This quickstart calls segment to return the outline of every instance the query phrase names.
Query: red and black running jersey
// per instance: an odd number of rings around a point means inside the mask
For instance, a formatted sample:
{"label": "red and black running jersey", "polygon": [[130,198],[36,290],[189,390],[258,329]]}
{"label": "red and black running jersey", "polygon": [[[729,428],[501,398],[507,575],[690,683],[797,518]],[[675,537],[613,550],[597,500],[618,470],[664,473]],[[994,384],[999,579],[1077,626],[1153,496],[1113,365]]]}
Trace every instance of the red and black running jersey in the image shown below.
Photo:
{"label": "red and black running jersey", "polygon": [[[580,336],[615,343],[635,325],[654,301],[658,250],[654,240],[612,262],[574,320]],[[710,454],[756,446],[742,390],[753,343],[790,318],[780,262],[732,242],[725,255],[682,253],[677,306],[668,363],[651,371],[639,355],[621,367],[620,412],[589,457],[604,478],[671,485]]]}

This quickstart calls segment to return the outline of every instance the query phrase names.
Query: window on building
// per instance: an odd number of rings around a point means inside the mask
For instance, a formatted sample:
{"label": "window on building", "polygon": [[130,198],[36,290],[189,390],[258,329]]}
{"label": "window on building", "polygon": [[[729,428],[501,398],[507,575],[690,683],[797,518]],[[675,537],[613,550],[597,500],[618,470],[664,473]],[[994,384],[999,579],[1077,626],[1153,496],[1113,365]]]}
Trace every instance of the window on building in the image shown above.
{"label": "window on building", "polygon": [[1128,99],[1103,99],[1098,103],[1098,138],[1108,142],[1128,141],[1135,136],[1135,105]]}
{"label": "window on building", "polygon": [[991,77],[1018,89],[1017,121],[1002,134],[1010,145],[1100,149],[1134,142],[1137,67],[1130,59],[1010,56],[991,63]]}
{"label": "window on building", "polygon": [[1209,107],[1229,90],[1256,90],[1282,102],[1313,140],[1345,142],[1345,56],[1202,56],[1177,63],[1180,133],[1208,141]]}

[Your goal]
Reproduce every record, matching each line exactly.

[The reply]
This quickstart calls segment to return the outline of every instance the query phrase names.
Query: red and black running jersey
// per instance: an odd number of rings around a point means inside the mask
For instance, a formatted sample:
{"label": "red and black running jersey", "polygon": [[130,198],[36,290],[189,390],[258,329]]}
{"label": "red and black running jersey", "polygon": [[[729,428],[501,398],[507,575],[690,683],[797,518]],[[675,537],[613,550],[597,500],[618,470],[664,473]],[[994,384],[999,579],[1077,626],[1153,496],[1113,365]]]}
Trace every instance of the red and black running jersey in the image shown below.
Photo:
{"label": "red and black running jersey", "polygon": [[[580,336],[615,343],[635,325],[654,301],[658,250],[654,240],[612,262],[574,320]],[[710,454],[756,446],[742,390],[753,343],[790,318],[780,262],[732,242],[725,255],[682,253],[677,306],[668,363],[651,371],[639,355],[621,367],[620,412],[589,457],[604,478],[671,485]]]}

This quickstart calls segment to return the outline of every instance the query phrase names.
Query: window on building
// per instance: an odd number of rings around a point means inside the mask
For instance, a formatted sample:
{"label": "window on building", "polygon": [[130,198],[36,290],[189,390],[258,329]]}
{"label": "window on building", "polygon": [[[729,428],[501,398],[507,575],[690,683],[797,518]],[[675,537],[613,550],[597,500],[618,470],[664,473]],[[994,384],[999,579],[1077,626],[1153,496],[1113,365]]]}
Trace every instance of the window on building in the image shown above.
{"label": "window on building", "polygon": [[1128,99],[1103,99],[1098,103],[1098,138],[1108,142],[1128,141],[1135,136],[1135,105]]}
{"label": "window on building", "polygon": [[991,77],[1018,89],[1017,121],[1002,134],[1010,145],[1100,149],[1134,142],[1137,67],[1130,59],[1010,56],[991,63]]}
{"label": "window on building", "polygon": [[1209,107],[1229,90],[1256,90],[1282,102],[1313,140],[1345,142],[1345,56],[1202,56],[1177,63],[1180,133],[1208,141]]}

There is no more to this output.